Stated task: Exact repetition is required: output every record in full.

[Data records]
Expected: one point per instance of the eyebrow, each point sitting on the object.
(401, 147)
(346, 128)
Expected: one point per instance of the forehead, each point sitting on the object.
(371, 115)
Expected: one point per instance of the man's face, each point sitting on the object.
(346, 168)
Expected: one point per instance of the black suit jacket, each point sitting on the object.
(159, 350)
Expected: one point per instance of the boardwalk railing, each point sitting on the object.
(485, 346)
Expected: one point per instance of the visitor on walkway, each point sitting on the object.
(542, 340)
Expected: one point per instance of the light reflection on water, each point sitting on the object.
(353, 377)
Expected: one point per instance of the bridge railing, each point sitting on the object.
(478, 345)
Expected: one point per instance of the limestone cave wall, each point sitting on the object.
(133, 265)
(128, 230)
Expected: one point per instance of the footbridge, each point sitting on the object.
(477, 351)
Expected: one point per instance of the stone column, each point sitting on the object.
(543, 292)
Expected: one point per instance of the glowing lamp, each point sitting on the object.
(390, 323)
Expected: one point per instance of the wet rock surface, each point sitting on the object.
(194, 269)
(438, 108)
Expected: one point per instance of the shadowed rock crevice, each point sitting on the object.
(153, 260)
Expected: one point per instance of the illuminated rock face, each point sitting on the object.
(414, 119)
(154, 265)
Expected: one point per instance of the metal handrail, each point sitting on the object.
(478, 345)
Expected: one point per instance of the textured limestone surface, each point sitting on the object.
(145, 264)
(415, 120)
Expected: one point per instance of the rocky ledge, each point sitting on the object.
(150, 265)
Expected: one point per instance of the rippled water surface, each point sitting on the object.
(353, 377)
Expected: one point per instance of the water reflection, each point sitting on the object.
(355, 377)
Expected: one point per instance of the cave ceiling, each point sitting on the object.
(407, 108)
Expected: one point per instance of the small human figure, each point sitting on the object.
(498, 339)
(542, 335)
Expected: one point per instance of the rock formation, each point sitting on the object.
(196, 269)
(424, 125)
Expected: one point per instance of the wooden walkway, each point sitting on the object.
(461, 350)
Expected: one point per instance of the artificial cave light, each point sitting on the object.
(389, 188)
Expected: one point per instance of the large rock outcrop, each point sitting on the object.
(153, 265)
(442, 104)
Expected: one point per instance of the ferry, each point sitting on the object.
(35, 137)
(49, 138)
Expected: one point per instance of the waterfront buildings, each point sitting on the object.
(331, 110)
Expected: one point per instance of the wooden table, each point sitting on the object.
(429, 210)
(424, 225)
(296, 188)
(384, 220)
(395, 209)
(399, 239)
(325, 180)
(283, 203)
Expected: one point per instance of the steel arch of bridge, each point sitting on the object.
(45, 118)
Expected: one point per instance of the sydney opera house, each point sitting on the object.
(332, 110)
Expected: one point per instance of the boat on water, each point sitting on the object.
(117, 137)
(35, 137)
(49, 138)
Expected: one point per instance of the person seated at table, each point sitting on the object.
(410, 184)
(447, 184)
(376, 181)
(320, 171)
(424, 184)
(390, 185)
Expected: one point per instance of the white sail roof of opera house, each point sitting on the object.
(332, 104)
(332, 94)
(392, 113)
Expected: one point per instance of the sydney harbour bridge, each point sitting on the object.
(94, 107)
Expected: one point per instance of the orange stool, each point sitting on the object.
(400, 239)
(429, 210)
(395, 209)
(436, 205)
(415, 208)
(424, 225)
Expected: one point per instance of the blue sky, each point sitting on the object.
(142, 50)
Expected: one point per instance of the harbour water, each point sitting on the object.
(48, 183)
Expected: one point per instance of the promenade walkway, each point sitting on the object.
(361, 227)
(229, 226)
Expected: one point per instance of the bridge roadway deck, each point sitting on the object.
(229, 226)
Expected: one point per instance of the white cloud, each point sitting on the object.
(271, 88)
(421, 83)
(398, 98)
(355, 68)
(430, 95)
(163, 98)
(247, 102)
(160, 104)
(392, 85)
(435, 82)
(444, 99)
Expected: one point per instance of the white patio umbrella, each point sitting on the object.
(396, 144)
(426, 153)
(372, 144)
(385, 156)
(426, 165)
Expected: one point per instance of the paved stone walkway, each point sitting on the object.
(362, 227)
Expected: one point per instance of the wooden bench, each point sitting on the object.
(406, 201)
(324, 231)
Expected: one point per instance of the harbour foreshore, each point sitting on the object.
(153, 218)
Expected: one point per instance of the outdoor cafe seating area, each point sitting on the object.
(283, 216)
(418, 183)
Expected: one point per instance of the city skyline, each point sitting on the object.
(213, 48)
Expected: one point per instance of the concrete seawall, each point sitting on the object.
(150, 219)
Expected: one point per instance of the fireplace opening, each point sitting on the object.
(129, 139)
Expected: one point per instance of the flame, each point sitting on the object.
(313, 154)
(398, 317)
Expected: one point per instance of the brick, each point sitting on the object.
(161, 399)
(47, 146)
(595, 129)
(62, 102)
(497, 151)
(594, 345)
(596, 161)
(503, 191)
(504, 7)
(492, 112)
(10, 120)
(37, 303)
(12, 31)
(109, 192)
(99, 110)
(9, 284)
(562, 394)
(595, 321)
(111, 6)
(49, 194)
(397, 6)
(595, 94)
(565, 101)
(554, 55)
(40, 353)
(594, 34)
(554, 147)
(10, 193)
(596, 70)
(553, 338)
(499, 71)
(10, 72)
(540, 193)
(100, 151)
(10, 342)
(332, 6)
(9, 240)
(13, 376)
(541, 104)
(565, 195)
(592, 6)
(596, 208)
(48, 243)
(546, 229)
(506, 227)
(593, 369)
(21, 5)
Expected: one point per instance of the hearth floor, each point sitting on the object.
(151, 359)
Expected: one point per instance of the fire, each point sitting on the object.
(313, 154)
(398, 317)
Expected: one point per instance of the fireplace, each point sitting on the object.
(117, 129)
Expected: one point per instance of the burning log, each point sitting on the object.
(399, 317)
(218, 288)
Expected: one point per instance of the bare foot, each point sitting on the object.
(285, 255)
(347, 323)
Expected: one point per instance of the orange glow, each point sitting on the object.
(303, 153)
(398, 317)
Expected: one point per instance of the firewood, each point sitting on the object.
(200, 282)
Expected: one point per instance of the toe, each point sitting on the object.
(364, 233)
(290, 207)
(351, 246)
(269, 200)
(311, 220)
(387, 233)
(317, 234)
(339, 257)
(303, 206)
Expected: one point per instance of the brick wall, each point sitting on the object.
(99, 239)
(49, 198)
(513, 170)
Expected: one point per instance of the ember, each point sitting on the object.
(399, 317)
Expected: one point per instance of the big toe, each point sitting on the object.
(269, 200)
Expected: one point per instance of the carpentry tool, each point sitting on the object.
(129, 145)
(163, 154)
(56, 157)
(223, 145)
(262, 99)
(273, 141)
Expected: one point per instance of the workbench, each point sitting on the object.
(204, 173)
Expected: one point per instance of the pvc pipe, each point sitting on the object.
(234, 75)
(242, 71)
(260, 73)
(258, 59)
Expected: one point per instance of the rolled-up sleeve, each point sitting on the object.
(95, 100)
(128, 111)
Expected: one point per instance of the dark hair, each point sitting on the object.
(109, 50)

Completed exercise:
Expected: one point per instance of the eyebrow, each point sitting on the object.
(401, 147)
(346, 128)
Expected: one point per instance of the forehead, each point sitting on the object.
(371, 115)
Expected: one point per instance of the man's face, each point sitting on the object.
(346, 168)
Expected: one point per instance of the black suit jacket, each point sitting on the object.
(159, 350)
Expected: one point per instance of the boardwalk railing, each point sitting on the object.
(485, 346)
Expected: one point per instance of the visitor on walkway, each point sitting on the object.
(542, 340)
Expected: one point per instance of the light reflection on water, each point sitting on the object.
(353, 377)
Expected: one point per instance of the bridge railing, each point sitting on the object.
(478, 345)
Expected: one point per instance of the limestone cave wall, each point sitting on the object.
(133, 265)
(128, 230)
Expected: one point per instance of the footbridge, each point sitting on the object.
(477, 351)
Expected: one point per instance of the stone column, each point sitting on the object.
(543, 292)
Expected: one point per instance of the glowing lamp, each point sitting on the object.
(390, 323)
Expected: one point per instance of the wet rock surface, each point sitting on the object.
(194, 269)
(438, 108)
Expected: one point per instance of the shadowed rock crevice, each point sitting on the object.
(153, 260)
Expected: one point per instance of the illuminated rock face, each point sitting on the object.
(414, 119)
(154, 265)
Expected: one point per instance of the metal handrail, each point sitting on the object.
(478, 345)
Expected: one point per instance of the textured limestone surface, each point sitting on the object.
(145, 264)
(415, 120)
Expected: one point per instance of the rocky ledge, each point sitting on the object.
(150, 265)
Expected: one point per instance of the rippled water surface, each point sitting on the object.
(353, 377)
Expected: one point per instance of the water reflection, each point sitting on the object.
(355, 377)
Expected: one point per instance of the cave ceiling, each point sitting on the object.
(407, 108)
Expected: one point per instance of the small human figure, each point sitting on the object.
(498, 339)
(542, 335)
Expected: one point per instance of the rock formation, each point sitting on the object.
(196, 269)
(424, 125)
Expected: one point per instance of the wooden walkway, each point sitting on the object.
(461, 350)
Expected: one point per instance of the artificial cave light, each point sitting on the object.
(389, 188)
Expected: one point per instance of the large rock outcrop, each point sitting on the object.
(153, 265)
(442, 104)
Expected: one point per instance of the ferry, each point sitting on the object.
(35, 137)
(49, 138)
Expected: one point per instance of the waterfront buildings, each point sitting on the object.
(331, 110)
Expected: one point per instance of the wooden table, each point sitting on the object.
(429, 210)
(424, 225)
(296, 188)
(384, 220)
(395, 209)
(399, 239)
(325, 180)
(283, 203)
Expected: one point per instance of the steel arch of bridge, each point sitting on the object.
(45, 118)
Expected: one point per instance of the sydney opera house, each point sitting on the object.
(332, 110)
Expected: one point per instance of the boat on water, each point sitting on the object.
(117, 137)
(35, 137)
(49, 138)
Expected: one point per instance of the person seated at table, each point sitting on the object.
(410, 184)
(447, 184)
(376, 181)
(320, 171)
(424, 184)
(390, 185)
Expected: one point per instance of the white sail roof of opera house, each point sitting on the object.
(332, 104)
(332, 94)
(392, 113)
Expected: one point per instance of the sydney harbour bridge, each point sitting on the object.
(94, 107)
Expected: one point per instance of the orange stool, each point sitting on the object.
(400, 239)
(429, 210)
(395, 209)
(436, 205)
(415, 208)
(424, 225)
Expected: one point per instance of the blue sky, each point sitting on the object.
(142, 50)
Expected: one point per instance of the harbour water, each point sitting on the object.
(48, 183)
Expected: one point per instance of the promenade walkway, each point sitting on the object.
(361, 227)
(229, 226)
Expected: one point per instance of the bridge roadway deck, each point sitting on the object.
(229, 226)
Expected: one point per instance of the white cloud, each point sitting on the object.
(271, 88)
(421, 83)
(398, 98)
(355, 68)
(430, 95)
(163, 98)
(247, 102)
(160, 104)
(392, 85)
(435, 82)
(444, 99)
Expected: one point per instance of the white patio umbrella, each point sitting on the object.
(396, 144)
(426, 153)
(372, 144)
(385, 156)
(426, 165)
Expected: one point per instance of the paved stone walkway, each point sitting on the object.
(362, 227)
Expected: one point per instance of the wooden bench, each point sitting on the object.
(406, 201)
(324, 231)
Expected: one point per instance of the harbour foreshore, each point sitting on the object.
(153, 218)
Expected: one point per instance of the outdoor cafe seating area, each point sitting on the object.
(283, 216)
(418, 183)
Expected: one point per instance of the city skyline, each point sitting on the object.
(213, 48)
Expected: one point per instance of the concrete seawall, each point sitting on the object.
(150, 219)
Expected: one point per instance of the fireplace opening, each point sitting on the object.
(129, 139)
Expected: one point per instance of the flame, each point sitting on the object.
(313, 154)
(398, 317)
Expected: one point per instance of the brick, each point sitting on the object.
(161, 399)
(47, 146)
(595, 129)
(62, 102)
(497, 151)
(594, 345)
(596, 161)
(503, 191)
(504, 7)
(492, 112)
(10, 120)
(37, 303)
(12, 31)
(109, 192)
(99, 110)
(9, 284)
(562, 394)
(595, 321)
(111, 6)
(49, 194)
(397, 6)
(595, 94)
(565, 101)
(554, 55)
(40, 353)
(594, 34)
(554, 147)
(10, 193)
(596, 70)
(553, 338)
(499, 71)
(10, 72)
(540, 193)
(100, 151)
(10, 342)
(332, 6)
(9, 240)
(13, 376)
(541, 104)
(565, 195)
(592, 6)
(596, 208)
(48, 243)
(546, 229)
(506, 227)
(593, 369)
(21, 5)
Expected: one point per instance of the hearth floor, each point sitting on the object.
(151, 359)
Expected: one point per instance of the fire, each point sitting on the object.
(313, 154)
(398, 317)
Expected: one point per instance of the fireplace, each point sitting on the object.
(117, 129)
Expected: one point per instance of the burning log, each point sitting on the object.
(399, 317)
(218, 288)
Expected: one point per instance of the bare foot, each point sitting on the object.
(285, 255)
(347, 323)
Expected: one point per instance of the orange glow, each point sitting on the object.
(303, 153)
(398, 317)
Expected: one point per instance of the firewood, each point sitting on the object.
(200, 282)
Expected: one point per instance of the toe, each point sitting on the object.
(364, 233)
(290, 207)
(351, 246)
(269, 200)
(311, 220)
(387, 233)
(317, 234)
(339, 257)
(303, 206)
Expected: one point per instance of the brick wall, each point sitting on the object.
(99, 239)
(49, 198)
(513, 170)
Expected: one point per instance of the ember, each point sitting on the object.
(399, 317)
Expected: one point per instance of the big toe, each point sitting on the object.
(269, 200)
Expected: one point per instance of the carpentry tool, each point sitting on the object.
(129, 145)
(163, 154)
(56, 157)
(223, 145)
(262, 99)
(273, 141)
Expected: one point per instance of the workbench, each point sitting on the object.
(204, 173)
Expected: one point per instance of the pvc pipe, each point sitting on the object.
(234, 75)
(242, 71)
(260, 73)
(258, 59)
Expected: one point per instance of the rolled-up sleeve, each point sitting on the object.
(95, 100)
(128, 111)
Expected: one point per instance of the dark hair, each point sitting on the object.
(109, 50)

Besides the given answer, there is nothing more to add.